- **Texto de estudio**
%%

No creo que sea fácil para quien no ha dormido nunca solo a la intemperie, y más precisamente en un bosque en una noche de viento, comprender las sensaciones que esta peculiar afición a pernoctar bajo los árboles puede proporcionar. Dormir en la soledad en la montaña, en un bosque o en cualquier lugar aislado de la naturaleza, trae de la mano, como si de un particular maná se tratara, un despertar de los sentidos que, no teniendo otra distracción que la oscuridad y la música de los árboles, los arroyos o el viento o la lluvia tocan para ellos en exclusividad, te hacen vivir inmerso en el entorno tal como si el bosque y tú fuerais una misma cosa.

Has caminado durante todo un día, tienes un agradable cansancio en el cuerpo, cenas, colocas la tienda y, cuando una vez metido en el saco te dispones a dormir, de repente notas que la música, esa peli en la que estás inmerso, los ruidos del bosque, forman una coral tan encantadora que empiezas a pensar que es una lástima tener que cerrar los ojos y dormirte. Pero después de tanto caminar terminas cayendo en lo brazos del sueño. Mas ah, despiertas en algún momento y, adormilado, vuelves a sentir que la orquesta del viento y las ramas de los árboles están todavía ahí. Y si haces un esfuerzo y abres los ojos verás cómo las estrellas aparecen y desaparecen en la oscuridad mate del cielo entre el movimiento y la parsimonia de las altas copas de los árboles. Sólo un poco, porque de lo contrario ahuyentaríamos al sueño. Así que una ojeada al cielo y a la oscuridad del bosque, un trago de agua y, una vez más, encogido en el saco de dormir como un bebé en el útero materno, volver a dormirte mientras la tela de la tienda de campaña se agita débilmente sobre tu cabeza.

%%

- **Material proporcionado**
%%

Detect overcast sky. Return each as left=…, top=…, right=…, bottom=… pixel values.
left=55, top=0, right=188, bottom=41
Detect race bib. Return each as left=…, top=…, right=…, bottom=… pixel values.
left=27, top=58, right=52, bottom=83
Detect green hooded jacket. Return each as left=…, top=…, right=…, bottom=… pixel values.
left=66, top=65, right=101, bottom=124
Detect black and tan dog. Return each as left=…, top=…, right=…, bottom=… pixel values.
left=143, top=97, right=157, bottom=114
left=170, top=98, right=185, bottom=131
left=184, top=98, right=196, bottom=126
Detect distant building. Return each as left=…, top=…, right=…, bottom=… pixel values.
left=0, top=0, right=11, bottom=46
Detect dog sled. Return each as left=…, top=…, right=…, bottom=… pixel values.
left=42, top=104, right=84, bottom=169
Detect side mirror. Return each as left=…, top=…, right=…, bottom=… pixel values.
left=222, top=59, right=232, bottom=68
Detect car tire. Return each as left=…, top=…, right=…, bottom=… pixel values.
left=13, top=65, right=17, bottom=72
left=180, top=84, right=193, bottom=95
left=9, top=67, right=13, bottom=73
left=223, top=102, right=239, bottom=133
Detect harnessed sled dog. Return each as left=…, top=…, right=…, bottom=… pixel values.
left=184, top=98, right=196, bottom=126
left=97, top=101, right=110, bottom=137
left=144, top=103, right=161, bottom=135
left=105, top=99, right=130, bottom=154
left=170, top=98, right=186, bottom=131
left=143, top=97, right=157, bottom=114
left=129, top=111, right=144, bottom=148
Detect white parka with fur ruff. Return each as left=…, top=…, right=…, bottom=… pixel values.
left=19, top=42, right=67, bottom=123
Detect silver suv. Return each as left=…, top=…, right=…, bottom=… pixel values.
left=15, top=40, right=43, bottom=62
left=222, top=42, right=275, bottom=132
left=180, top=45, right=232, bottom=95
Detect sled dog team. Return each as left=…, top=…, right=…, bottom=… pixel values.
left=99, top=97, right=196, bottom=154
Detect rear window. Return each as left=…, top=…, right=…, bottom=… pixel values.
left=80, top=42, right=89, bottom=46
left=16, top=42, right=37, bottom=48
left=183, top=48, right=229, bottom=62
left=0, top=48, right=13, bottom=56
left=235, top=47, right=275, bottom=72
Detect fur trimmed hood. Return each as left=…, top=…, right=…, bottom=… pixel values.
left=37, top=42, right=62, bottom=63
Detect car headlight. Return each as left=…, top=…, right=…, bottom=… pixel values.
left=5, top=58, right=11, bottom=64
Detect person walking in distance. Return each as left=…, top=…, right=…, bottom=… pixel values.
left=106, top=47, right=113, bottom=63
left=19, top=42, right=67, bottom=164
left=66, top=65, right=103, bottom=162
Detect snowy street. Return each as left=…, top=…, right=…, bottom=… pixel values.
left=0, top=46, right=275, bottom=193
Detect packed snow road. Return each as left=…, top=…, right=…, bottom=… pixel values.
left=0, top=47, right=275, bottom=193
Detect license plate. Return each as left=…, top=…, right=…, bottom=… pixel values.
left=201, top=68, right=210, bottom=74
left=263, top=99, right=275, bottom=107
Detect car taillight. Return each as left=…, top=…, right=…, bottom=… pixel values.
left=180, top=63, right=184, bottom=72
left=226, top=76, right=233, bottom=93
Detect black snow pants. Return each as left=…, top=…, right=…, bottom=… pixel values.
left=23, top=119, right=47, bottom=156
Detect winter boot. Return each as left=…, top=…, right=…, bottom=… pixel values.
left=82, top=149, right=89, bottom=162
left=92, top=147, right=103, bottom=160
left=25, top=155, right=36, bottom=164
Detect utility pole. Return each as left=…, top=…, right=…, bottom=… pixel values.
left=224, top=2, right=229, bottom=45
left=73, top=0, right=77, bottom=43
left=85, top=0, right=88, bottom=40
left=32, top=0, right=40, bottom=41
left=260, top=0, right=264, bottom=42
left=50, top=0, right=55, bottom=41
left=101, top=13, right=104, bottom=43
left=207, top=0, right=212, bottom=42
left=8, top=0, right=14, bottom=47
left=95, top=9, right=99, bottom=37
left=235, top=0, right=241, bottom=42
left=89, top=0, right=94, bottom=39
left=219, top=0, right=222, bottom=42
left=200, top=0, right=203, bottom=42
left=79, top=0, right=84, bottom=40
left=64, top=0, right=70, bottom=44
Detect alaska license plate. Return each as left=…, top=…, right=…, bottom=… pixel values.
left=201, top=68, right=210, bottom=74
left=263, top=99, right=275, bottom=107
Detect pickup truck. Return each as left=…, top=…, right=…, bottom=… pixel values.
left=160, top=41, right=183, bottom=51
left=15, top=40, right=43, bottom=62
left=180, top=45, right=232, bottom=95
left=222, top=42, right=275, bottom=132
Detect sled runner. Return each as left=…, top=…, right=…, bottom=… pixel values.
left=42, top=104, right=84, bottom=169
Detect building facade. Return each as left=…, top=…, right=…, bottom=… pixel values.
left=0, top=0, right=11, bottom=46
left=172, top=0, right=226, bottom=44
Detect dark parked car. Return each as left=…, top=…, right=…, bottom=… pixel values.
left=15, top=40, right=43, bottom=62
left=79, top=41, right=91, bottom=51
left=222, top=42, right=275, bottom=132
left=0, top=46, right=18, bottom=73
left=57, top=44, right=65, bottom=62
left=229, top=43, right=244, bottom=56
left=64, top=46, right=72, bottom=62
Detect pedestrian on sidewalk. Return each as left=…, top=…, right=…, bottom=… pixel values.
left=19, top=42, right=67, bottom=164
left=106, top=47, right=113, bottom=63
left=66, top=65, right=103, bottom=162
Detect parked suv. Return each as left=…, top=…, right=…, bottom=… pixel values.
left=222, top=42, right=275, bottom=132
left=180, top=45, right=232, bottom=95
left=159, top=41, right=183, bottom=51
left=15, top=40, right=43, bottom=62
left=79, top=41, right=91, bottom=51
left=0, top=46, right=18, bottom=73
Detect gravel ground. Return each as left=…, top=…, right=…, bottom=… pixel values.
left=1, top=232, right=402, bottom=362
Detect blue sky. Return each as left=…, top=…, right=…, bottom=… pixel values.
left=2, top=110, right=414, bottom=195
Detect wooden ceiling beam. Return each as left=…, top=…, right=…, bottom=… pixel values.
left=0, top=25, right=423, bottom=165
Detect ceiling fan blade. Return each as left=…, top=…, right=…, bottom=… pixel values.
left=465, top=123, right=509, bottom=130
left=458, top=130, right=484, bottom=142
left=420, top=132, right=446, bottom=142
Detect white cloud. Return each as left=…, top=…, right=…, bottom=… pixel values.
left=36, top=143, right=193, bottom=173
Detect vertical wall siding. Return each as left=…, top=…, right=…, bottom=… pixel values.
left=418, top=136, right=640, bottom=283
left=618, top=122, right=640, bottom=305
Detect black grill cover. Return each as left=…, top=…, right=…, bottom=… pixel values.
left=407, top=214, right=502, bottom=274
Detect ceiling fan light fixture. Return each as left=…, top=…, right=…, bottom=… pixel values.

%%

- **Ejercicio propuesto**
Responde a estas preguntas a partir del texto sobre dormir en el bosque.
1. Según el primer párrafo, ¿qué trae de la mano dormir en soledad en un lugar aislado de la naturaleza?
2. ¿Qué se ve entre las copas de los árboles si uno hace un esfuerzo y abre los ojos?
3. ¿Con qué se compara a quien vuelve a dormirse encogido en el saco de dormir?

- **Solución del ejercicio**
1. Un despertar de los sentidos.
2. Las estrellas, que aparecen y desaparecen en la oscuridad mate del cielo.
3. Con un bebé en el útero materno.